THE INPUT:
────

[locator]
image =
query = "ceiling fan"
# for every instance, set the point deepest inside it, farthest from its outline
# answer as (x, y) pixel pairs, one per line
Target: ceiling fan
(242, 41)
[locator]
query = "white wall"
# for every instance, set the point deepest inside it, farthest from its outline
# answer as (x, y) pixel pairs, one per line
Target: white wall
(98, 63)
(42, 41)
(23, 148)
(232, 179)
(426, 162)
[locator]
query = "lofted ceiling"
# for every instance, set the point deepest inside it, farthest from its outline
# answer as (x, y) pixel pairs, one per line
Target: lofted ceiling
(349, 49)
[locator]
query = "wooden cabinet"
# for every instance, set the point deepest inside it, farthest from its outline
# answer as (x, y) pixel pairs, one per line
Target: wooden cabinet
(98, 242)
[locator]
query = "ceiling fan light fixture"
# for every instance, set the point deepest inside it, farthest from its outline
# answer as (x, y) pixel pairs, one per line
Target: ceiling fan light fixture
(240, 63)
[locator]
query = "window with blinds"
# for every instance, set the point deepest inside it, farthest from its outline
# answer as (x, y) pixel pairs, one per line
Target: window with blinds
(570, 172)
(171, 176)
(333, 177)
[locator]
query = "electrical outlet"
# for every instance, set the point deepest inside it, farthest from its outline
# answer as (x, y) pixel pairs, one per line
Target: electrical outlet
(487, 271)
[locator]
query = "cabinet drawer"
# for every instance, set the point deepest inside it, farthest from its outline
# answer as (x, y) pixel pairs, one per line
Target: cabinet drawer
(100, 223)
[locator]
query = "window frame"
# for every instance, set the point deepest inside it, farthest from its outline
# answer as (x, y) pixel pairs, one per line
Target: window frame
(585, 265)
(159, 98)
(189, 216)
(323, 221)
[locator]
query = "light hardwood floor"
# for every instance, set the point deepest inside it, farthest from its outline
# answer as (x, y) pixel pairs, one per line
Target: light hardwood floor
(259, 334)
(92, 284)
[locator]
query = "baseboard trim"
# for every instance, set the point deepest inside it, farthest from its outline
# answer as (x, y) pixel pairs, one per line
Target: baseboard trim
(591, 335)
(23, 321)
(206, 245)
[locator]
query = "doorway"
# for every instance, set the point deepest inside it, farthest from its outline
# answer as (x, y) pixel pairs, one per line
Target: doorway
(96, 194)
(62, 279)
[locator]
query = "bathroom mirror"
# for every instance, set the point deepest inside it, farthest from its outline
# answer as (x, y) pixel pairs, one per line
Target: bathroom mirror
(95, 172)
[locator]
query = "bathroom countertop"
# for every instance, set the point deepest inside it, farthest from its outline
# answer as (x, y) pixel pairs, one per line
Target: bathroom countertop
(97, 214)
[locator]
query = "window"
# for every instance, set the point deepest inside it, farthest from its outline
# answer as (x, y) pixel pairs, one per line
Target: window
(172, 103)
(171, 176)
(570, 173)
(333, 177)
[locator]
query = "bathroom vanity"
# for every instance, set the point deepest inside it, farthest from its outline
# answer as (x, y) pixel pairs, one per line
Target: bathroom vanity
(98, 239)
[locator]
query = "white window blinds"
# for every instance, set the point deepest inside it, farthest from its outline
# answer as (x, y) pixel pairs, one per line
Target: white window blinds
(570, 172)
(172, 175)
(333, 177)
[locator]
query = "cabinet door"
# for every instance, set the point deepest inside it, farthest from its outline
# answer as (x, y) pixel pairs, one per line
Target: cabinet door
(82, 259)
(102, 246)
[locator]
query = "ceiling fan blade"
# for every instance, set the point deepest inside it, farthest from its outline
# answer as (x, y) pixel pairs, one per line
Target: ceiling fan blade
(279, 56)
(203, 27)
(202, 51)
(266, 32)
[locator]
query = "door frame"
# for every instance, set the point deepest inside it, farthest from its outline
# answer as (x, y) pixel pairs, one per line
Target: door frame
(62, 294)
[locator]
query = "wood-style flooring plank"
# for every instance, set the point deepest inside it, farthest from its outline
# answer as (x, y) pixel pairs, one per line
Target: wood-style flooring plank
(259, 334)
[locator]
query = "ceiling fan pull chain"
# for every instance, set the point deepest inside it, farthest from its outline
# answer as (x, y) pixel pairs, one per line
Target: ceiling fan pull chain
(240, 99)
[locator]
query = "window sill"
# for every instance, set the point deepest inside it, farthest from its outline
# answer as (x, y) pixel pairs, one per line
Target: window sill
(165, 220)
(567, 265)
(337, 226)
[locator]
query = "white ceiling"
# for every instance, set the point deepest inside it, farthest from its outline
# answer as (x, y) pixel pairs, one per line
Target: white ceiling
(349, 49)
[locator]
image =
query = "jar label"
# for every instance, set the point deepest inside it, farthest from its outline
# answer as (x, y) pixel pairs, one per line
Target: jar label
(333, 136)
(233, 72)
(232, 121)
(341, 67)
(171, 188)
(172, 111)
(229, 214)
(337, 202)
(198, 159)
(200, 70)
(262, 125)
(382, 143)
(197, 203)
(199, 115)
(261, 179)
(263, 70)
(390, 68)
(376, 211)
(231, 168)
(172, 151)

────

ASSIGNMENT: Once more, set down the full listing, verbatim.

REPLY TO THE EXERCISE:
[locator]
image =
query = "ceiling fan"
# for every instance, set the point deepest inside it, farthest from its outline
# answer as (x, y) pixel pairs, one per line
Target: ceiling fan
(242, 41)
[locator]
query = "white wall"
# for every instance, set the point deepest inside it, farthest from its outline
# answer as (x, y) pixel pairs, one per line
Target: white wall
(98, 63)
(42, 41)
(23, 148)
(232, 179)
(426, 162)
[locator]
query = "lofted ceiling"
# for every instance, set the point deepest inside it, farthest from its outline
# answer as (x, y) pixel pairs, one per line
Target: lofted ceiling
(349, 49)
[locator]
query = "wooden cabinet"
# for every instance, set the point deepest inside it, farthest from its outline
# answer as (x, y) pixel pairs, one per line
Target: wooden cabinet
(98, 242)
[locator]
query = "ceiling fan light fixture"
# for every instance, set the point deepest inside it, farthest from its outline
# answer as (x, y) pixel pairs, one per line
Target: ceiling fan light fixture
(240, 63)
[locator]
query = "window with blinds"
# for every instance, set the point deepest inside it, farthest from its outline
# answer as (x, y) pixel pairs, one per line
Target: window with blinds
(570, 172)
(171, 176)
(333, 177)
[locator]
query = "electrical outlet"
# for every instance, set the point deepest inside it, farthest from its outline
# answer as (x, y) pixel pairs, one per line
Target: electrical outlet
(487, 271)
[locator]
query = "cabinet drawer"
# for every instance, set the point deepest inside it, farthest from its outline
# answer as (x, y) pixel pairs, one per line
Target: cabinet drawer
(100, 223)
[locator]
query = "window frame"
# for every instance, set the point deepest inside it, farthest from its outline
# answer as (x, y) pixel pairs, one per line
Target: window frame
(585, 265)
(159, 98)
(189, 216)
(323, 221)
[locator]
query = "light hardwood floor"
# for every instance, set the point deepest inside it, farthest from its outline
# answer as (x, y) pixel pairs, one per line
Target: light hardwood floor
(259, 334)
(92, 284)
[locator]
query = "baseboard trim"
# for every instance, set the point deepest inside it, farthest from its outline
# answer as (x, y) pixel pairs, one per line
Target: baseboard trim
(591, 335)
(23, 321)
(206, 245)
[locator]
query = "doorway"
# for every instance, set the point deepest inside it, farthest from its outline
# answer as (x, y) pixel pairs, one per line
Target: doorway
(96, 194)
(62, 279)
[locator]
query = "bathroom mirror"
# for every instance, set the point deepest inside it, farthest from its outline
# answer as (x, y) pixel pairs, one per line
Target: bathroom mirror
(95, 172)
[locator]
query = "bathroom countertop"
# for every instance, set the point deepest inside it, farthest from its outline
# answer as (x, y) pixel pairs, one per line
Target: bathroom countertop
(97, 214)
[locator]
query = "window"
# for every instance, set the point deepest inside it, farthest from its outline
# answer as (x, y) pixel pairs, one per line
Target: window
(172, 103)
(171, 176)
(570, 173)
(333, 177)
[locator]
query = "bathroom vanity"
# for every instance, set the point deepest inside it, farthest from its outline
# answer as (x, y) pixel pairs, one per line
Target: bathroom vanity
(98, 239)
[locator]
query = "white window blinds"
# for every instance, set the point deepest inside it, farthest from its outline
# answer as (x, y) pixel pairs, one per line
Target: white window blinds
(570, 172)
(172, 175)
(333, 177)
[locator]
query = "cabinet door"
# for every instance, set the point deepest inside it, farthest from its outline
# answer as (x, y) pixel pairs, one per line
Target: cabinet door
(82, 259)
(102, 246)
[locator]
query = "ceiling fan blade"
# for every instance, set the point deepest inside it, farthest from its outline
# answer as (x, y) pixel pairs, one per line
Target: ceiling fan blade
(279, 56)
(203, 27)
(202, 51)
(266, 32)
[locator]
query = "door frame"
# for every instance, set the point deepest inside it, farthest from its outline
# answer as (x, y) pixel pairs, one per line
Target: door frame
(62, 294)
[locator]
query = "wood-style flooring plank"
# for every instance, set the point deepest inside it, farthest from its outline
# answer as (x, y) pixel pairs, one per line
Target: wood-style flooring plank
(259, 334)
[locator]
query = "ceiling fan pull chain"
# for every instance, set the point deepest inside it, farthest from its outline
# answer as (x, y) pixel pairs, one per line
Target: ceiling fan pull chain
(240, 99)
[locator]
query = "window sill"
# for every instance, set the point deepest inside it, farthest from its outline
# answer as (x, y) pixel pairs, one per line
Target: window sill
(165, 220)
(567, 265)
(337, 226)
[locator]
query = "white ceiling"
# for every instance, set the point deepest inside it, farthest from its outline
# answer as (x, y) pixel pairs, one per line
Target: white ceiling
(349, 49)
[locator]
image =
query = "jar label"
# for every instance, set the point deepest inside it, farthest from its outline
# answer as (x, y) pixel pairs, one per line
Target: jar label
(333, 136)
(233, 72)
(232, 121)
(341, 67)
(171, 188)
(172, 111)
(229, 214)
(337, 202)
(198, 159)
(200, 70)
(262, 125)
(382, 143)
(197, 203)
(199, 115)
(261, 179)
(263, 70)
(390, 68)
(376, 211)
(231, 168)
(172, 151)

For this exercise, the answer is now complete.